--- Excerpted records ---
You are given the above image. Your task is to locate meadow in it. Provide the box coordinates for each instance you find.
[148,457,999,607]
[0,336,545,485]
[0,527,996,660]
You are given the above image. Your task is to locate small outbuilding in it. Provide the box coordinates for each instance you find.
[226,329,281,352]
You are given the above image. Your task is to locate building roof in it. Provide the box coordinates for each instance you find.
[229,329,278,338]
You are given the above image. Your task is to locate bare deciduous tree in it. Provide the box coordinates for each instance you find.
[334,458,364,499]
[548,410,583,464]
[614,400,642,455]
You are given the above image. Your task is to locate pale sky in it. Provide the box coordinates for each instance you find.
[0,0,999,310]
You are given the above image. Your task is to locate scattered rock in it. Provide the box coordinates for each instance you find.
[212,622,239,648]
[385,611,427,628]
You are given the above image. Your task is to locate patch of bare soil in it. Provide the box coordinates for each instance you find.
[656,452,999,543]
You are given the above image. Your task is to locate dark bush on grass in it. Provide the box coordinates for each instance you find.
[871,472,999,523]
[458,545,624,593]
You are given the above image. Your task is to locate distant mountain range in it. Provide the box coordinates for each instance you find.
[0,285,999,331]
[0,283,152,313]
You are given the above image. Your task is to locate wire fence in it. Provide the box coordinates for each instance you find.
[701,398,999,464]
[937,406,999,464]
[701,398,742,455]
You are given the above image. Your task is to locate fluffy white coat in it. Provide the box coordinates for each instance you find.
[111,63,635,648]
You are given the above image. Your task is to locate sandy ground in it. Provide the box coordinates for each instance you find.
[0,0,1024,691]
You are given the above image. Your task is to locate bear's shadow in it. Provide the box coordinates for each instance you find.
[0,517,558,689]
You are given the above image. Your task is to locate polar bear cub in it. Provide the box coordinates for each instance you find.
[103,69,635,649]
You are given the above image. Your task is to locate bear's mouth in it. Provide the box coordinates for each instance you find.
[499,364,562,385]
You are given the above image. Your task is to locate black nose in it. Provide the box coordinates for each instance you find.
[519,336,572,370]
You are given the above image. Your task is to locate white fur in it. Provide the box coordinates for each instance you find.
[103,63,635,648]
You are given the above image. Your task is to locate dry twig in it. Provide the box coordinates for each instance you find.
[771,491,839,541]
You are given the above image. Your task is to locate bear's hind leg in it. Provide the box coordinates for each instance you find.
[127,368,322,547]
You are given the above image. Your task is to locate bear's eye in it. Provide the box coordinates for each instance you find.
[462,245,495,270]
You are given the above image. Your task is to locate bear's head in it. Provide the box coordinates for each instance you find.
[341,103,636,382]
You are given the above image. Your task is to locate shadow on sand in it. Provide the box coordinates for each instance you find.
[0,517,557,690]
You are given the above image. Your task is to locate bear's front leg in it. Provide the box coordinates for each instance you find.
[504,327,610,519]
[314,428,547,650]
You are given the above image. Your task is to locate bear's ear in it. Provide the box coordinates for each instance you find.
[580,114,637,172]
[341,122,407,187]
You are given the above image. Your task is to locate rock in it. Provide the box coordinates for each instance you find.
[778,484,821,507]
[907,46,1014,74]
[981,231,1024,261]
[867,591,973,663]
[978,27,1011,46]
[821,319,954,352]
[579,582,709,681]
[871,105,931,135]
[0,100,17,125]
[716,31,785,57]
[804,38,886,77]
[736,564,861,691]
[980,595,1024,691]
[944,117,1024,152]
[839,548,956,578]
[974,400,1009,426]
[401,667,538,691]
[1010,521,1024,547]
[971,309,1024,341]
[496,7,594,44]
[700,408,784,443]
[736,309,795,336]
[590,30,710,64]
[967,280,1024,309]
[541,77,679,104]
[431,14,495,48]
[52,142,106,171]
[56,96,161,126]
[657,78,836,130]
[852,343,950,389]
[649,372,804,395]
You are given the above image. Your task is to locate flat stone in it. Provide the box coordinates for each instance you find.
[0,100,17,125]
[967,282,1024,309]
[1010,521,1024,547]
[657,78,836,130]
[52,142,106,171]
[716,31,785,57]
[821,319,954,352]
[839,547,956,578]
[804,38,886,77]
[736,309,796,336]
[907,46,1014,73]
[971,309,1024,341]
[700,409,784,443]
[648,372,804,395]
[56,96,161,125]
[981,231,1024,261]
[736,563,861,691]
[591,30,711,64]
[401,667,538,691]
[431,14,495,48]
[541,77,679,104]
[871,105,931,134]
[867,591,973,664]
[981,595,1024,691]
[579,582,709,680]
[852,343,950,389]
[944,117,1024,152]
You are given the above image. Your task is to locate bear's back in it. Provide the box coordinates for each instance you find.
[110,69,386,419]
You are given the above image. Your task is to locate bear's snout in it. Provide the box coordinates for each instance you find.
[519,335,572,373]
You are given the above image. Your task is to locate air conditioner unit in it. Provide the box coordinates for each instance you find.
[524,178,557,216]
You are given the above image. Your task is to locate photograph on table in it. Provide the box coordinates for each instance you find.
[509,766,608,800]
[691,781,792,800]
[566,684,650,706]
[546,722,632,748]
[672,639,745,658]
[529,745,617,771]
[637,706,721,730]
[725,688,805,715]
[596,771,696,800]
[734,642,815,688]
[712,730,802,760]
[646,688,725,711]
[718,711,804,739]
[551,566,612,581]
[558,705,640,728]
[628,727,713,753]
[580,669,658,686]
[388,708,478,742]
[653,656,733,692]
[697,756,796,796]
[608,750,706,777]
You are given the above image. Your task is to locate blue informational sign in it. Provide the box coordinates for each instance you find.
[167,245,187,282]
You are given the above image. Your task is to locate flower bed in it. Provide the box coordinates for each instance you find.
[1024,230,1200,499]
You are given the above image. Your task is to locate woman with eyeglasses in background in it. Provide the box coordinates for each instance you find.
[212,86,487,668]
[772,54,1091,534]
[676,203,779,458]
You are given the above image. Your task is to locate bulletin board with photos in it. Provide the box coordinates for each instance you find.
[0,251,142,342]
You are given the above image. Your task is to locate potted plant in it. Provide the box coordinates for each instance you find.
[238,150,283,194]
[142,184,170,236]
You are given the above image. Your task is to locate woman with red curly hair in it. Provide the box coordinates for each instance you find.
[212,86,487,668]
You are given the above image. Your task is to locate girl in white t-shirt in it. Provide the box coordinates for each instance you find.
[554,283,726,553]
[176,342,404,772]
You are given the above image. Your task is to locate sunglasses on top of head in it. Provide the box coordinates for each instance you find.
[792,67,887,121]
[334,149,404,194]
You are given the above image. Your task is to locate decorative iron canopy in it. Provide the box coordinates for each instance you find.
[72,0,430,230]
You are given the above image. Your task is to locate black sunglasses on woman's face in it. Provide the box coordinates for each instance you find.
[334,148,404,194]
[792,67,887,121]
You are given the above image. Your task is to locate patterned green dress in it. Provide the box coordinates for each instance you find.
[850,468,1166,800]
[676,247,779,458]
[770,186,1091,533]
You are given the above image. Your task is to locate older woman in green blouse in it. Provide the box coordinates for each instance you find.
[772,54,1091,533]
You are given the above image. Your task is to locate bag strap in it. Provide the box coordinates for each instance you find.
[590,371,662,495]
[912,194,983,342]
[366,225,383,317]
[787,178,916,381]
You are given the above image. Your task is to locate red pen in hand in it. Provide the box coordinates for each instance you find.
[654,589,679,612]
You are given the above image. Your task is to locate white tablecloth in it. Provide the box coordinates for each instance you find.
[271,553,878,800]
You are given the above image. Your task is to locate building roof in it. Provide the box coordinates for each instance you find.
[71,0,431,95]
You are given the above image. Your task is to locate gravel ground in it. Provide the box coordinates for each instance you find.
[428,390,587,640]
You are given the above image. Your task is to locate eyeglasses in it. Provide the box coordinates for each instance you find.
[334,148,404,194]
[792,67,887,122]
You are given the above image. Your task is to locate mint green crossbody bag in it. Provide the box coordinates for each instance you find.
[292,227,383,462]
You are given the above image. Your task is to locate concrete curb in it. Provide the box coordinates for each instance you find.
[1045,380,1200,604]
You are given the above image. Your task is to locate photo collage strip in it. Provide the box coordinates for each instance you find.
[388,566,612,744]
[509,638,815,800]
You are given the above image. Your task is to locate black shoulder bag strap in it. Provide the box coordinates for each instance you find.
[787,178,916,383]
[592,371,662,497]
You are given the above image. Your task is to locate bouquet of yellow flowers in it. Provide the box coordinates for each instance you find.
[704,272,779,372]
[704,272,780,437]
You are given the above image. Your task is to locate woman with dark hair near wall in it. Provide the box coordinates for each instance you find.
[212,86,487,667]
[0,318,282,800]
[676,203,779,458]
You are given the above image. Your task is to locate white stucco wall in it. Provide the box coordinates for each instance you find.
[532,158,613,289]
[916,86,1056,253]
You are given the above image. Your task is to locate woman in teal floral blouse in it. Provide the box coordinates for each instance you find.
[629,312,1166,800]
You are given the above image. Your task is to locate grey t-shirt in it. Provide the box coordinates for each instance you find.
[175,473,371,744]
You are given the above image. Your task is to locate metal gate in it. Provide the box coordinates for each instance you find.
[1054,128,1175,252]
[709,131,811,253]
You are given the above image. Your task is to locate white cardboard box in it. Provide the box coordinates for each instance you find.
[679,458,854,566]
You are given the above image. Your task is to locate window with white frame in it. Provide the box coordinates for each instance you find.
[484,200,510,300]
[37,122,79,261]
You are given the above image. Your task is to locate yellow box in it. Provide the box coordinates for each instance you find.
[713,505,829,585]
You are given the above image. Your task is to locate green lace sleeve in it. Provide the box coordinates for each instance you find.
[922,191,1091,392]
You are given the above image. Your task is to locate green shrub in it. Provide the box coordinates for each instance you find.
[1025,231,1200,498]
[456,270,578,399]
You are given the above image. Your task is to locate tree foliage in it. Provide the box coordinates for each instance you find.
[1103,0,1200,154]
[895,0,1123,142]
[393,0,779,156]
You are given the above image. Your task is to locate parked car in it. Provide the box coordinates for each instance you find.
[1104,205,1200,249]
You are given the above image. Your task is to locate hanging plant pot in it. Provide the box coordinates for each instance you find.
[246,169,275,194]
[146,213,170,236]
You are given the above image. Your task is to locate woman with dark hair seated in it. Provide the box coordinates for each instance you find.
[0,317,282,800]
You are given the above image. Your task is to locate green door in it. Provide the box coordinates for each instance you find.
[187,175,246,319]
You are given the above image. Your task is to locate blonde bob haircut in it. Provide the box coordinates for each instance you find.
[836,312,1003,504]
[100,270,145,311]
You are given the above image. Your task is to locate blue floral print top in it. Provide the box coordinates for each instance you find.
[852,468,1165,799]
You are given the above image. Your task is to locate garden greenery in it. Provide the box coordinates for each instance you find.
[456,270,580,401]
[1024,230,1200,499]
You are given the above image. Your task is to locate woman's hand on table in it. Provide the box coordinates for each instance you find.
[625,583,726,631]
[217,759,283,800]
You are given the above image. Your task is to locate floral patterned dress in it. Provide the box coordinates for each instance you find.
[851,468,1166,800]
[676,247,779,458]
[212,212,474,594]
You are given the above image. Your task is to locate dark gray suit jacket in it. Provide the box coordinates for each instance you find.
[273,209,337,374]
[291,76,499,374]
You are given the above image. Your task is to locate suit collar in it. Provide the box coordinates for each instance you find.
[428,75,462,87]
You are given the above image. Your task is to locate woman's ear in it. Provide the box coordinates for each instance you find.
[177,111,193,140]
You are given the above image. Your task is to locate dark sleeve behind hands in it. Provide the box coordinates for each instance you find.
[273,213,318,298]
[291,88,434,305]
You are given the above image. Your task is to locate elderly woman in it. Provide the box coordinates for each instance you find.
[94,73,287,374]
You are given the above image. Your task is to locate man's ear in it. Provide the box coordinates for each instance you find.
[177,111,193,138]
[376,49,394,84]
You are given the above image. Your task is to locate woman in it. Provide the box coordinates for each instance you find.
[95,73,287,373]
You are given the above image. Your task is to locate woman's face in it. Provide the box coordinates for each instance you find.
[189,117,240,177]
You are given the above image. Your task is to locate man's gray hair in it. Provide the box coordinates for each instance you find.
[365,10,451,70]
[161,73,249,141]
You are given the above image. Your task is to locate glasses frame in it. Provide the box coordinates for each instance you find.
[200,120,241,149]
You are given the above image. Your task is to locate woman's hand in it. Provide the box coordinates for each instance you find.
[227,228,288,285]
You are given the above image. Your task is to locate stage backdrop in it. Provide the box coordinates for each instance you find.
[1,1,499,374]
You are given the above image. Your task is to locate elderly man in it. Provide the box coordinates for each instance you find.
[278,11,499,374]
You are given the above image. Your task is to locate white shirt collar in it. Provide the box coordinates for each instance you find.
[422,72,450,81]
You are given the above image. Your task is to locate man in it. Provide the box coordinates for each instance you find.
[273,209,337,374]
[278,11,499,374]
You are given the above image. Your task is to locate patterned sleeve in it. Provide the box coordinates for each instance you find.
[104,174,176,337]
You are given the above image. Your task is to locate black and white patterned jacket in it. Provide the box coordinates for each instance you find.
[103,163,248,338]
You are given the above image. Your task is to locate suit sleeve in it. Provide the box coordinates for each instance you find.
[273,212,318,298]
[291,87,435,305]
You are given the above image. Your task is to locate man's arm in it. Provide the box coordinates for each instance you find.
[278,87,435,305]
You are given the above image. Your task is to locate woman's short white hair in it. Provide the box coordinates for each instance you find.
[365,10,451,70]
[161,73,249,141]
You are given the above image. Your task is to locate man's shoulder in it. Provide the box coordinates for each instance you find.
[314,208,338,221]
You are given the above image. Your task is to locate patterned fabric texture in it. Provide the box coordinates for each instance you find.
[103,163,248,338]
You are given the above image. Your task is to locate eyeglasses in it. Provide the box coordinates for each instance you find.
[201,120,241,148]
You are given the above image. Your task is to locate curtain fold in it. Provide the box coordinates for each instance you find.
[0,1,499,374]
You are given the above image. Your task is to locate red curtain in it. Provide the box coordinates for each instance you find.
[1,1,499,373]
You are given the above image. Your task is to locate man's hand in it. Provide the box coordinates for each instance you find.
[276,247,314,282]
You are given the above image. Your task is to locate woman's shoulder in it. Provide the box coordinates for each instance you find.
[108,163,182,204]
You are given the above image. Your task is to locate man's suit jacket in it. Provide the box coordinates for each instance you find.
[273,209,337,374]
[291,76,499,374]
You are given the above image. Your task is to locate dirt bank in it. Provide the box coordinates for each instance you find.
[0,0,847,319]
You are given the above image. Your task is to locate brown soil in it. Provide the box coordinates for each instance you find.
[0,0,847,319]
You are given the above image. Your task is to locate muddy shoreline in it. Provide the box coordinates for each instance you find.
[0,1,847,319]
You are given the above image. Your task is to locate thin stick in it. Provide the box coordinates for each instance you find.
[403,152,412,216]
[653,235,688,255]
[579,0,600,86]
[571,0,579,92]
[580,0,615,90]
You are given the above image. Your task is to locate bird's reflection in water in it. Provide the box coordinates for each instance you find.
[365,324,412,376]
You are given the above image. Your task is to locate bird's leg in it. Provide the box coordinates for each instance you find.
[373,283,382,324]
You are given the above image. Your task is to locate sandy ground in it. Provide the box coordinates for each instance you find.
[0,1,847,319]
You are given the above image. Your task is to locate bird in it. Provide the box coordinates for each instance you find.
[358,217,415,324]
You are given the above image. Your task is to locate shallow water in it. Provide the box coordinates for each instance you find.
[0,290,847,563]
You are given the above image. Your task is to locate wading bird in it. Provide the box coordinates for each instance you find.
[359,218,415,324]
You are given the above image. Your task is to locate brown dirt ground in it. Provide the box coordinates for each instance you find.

--- Aim ---
Reproduce only the lines starting with the line that contains "to locate bouquet" and going on through the line that contains "[709,131,811,253]", substituting "iron gate" for "metal gate" and leaving everything else unchanged.

--- Task response ---
You are given the above image. Your task is to locate bouquet of yellow flowers in it. Provide the box coordinates for each instance you find.
[704,272,779,372]
[704,272,780,437]
You are given the above image. Your task is to locate woman with dark hair near wall in it. Provide the box coordinates for each instance you find.
[212,86,487,667]
[0,318,282,800]
[676,203,779,458]
You are given the above image. Your task is to locate white stucco wall in it. Provide the box coordinates for each instance you find.
[532,158,613,289]
[916,86,1056,253]
You are given the above image. Your task is to locate woman in teal floral blouse in it. Provide the box coordinates for each instance you find.
[629,312,1166,800]
You are given the above image. Your task is to locate grey t-shirt in it. Provide the box coordinates for each instance you find.
[175,473,371,744]
You are given the above image. Your task is to locate iron gate in it. Provide the box coordinates for each instance you find.
[1054,128,1175,252]
[709,131,811,253]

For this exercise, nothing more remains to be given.